** Work task A **
According to the Kabalega Industrial Park article, how far from Hoima City is the park located?
** Work task B **
Return the passage of the Kabalega Industrial Park article that opens with the words containing "According to UNOC, the" and closes with "hospitality and warehousing.".
** Work task C **
Using the Kabalega Industrial Park article, explain why UNOC has opened the park to local and foreign investors.

** Source document **
Overview:

During a virtual investment launch on Tuesday, UNOC said the 29.57-square-kilometre industrial park in Hoima District is expected to become Uganda's main oil and gas industrial hub, supporting the refinery while driving broader industrial development.

KAMPALA — The Uganda National Oil Company (UNOC) has opened the Kabalega Industrial Park (KIP) to local and foreign investors, seeking to attract manufacturers, logistics firms, agro-processors and petrochemical industries ahead of the country’s planned oil refinery.

During a virtual investment launch on Tuesday, UNOC said the 29.57-square-kilometre industrial park in Hoima District is expected to become Uganda’s main oil and gas industrial hub, supporting the refinery while driving broader industrial development.

UNOC Managing Director Proscovia Nabbanja said the industrial park forms part of the company’s strategy to maximise value from Uganda’s petroleum resources by promoting investment across the oil and gas value chain and related industries.

“Our mandate is to maximise value from Uganda’s petroleum resources while contributing to the country’s socio-economic transformation,” Ms Nabbanja said.

She said the park, located about 50 kilometres west of Hoima City near Lake Albert, was transferred to UNOC by the Ministry of Energy in 2018 and is managed through the Uganda Refinery Holding Company.

The development has been planned around six zones that will accommodate heavy industries, light manufacturing, agro-processing, logistics facilities, commercial centres, residential estates and government offices.

According to UNOC, the heavy industrial zone will host the proposed oil refinery, a petrochemical complex, fertiliser and polymer manufacturing plants, bonded warehouses and a free trade zone. Other sections of the park are earmarked for investments in textiles, automotive components, biofuels, food processing, hospitality and warehousing.

Ms Nabbanja said the government has already approved financing for the first phase of infrastructure development, estimated at about $120 million. The works include internal roads, electricity distribution, water and sewerage systems, ICT infrastructure, security installations and a business facilitation centre.

** Input data **
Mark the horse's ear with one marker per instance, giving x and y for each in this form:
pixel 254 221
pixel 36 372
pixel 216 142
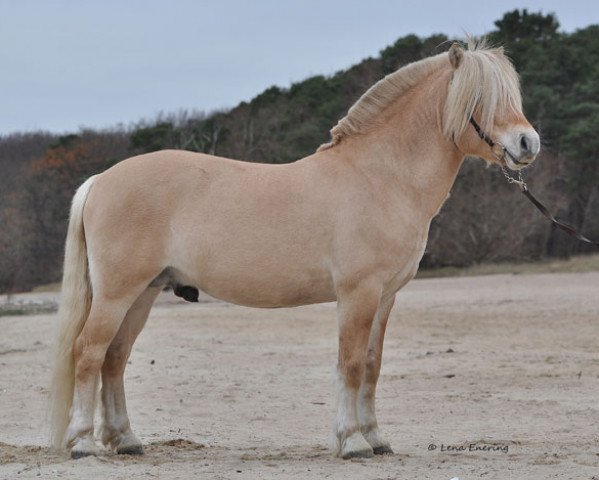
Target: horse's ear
pixel 456 53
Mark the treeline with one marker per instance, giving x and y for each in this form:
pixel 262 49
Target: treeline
pixel 484 220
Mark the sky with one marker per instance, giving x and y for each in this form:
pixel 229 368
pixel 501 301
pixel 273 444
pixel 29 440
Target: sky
pixel 72 64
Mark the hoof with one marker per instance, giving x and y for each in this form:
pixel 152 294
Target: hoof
pixel 76 454
pixel 355 446
pixel 366 453
pixel 131 450
pixel 383 450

** Written answer A **
About 50 kilometers west of Hoima City, near Lake Albert.

** Written answer B **
According to UNOC, the heavy industrial zone will host the proposed oil refinery, a petrochemical complex, fertiliser and polymer manufacturing plants, bonded warehouses and a free trade zone. Other sections of the park are earmarked for investments in textiles, automotive components, biofuels, food processing, hospitality and warehousing.

** Written answer C **
UNOC wants to attract manufacturers, logistics firms, agro-processors and petrochemical industries ahead of Uganda's planned oil refinery. The park is part of its strategy to maximize value from Uganda's petroleum resources by promoting investment across the oil and gas value chain and related industries.